## [What the task requires]
Rewrite the records below, changing every "instance" to "object" and leaving everything else as it is.
[START Given data]
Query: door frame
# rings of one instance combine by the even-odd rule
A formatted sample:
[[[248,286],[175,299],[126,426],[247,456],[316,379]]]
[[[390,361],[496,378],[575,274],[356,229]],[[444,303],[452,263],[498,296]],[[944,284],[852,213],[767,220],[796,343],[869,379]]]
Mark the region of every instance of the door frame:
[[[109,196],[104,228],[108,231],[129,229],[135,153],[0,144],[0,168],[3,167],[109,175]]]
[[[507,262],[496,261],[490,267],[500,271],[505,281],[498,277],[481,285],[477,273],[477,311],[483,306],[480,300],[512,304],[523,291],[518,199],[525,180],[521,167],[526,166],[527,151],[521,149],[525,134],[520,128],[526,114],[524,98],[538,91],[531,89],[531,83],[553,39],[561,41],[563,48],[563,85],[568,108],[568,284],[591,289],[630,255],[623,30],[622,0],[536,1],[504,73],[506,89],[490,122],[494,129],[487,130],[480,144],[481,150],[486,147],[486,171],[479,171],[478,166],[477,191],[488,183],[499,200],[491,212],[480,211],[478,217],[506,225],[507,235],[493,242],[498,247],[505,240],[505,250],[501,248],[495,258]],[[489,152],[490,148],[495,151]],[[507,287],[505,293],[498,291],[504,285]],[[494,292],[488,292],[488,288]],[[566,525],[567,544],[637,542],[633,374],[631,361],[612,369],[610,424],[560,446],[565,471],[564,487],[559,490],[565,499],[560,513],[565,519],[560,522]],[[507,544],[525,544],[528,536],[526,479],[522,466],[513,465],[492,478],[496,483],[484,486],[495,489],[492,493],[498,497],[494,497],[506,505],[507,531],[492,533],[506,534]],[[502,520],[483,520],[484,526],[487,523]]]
[END Given data]
## [The answer]
Query: door frame
# rings of one object combine by the even-odd rule
A formatted sample:
[[[248,286],[175,299],[126,426],[247,456],[316,379]]]
[[[390,361],[496,378],[575,274],[356,229]],[[444,303],[452,263],[498,296]],[[944,284],[852,213],[767,220],[796,343],[869,379]]]
Mark the region of every object of the door frame:
[[[109,196],[104,228],[108,231],[129,229],[135,153],[0,144],[0,168],[3,167],[109,175]]]
[[[507,262],[496,261],[490,267],[500,271],[505,281],[498,277],[481,285],[477,273],[477,311],[483,306],[480,300],[512,304],[523,291],[518,199],[525,180],[521,167],[526,166],[527,151],[521,149],[525,134],[520,128],[526,114],[524,98],[538,91],[531,89],[531,83],[553,39],[561,41],[563,48],[563,85],[568,108],[568,284],[591,289],[630,255],[623,30],[622,0],[536,1],[504,73],[506,89],[490,122],[494,129],[487,130],[480,144],[481,150],[486,147],[486,171],[479,171],[478,166],[477,191],[488,183],[499,200],[491,212],[480,211],[478,217],[506,225],[507,235],[493,242],[498,247],[505,240],[505,250],[501,248],[495,258]],[[489,152],[490,148],[495,151]],[[507,287],[505,293],[498,291],[504,285]],[[494,292],[488,292],[488,288]],[[566,525],[567,544],[637,542],[633,374],[631,361],[612,369],[610,424],[560,446],[565,471],[564,487],[559,490],[565,499],[560,513],[565,519],[560,522]],[[507,544],[525,544],[528,536],[526,479],[522,466],[513,465],[492,478],[496,483],[484,486],[495,489],[492,493],[498,497],[494,497],[506,505],[507,531],[492,533],[506,534]],[[502,520],[483,520],[484,526],[487,523]]]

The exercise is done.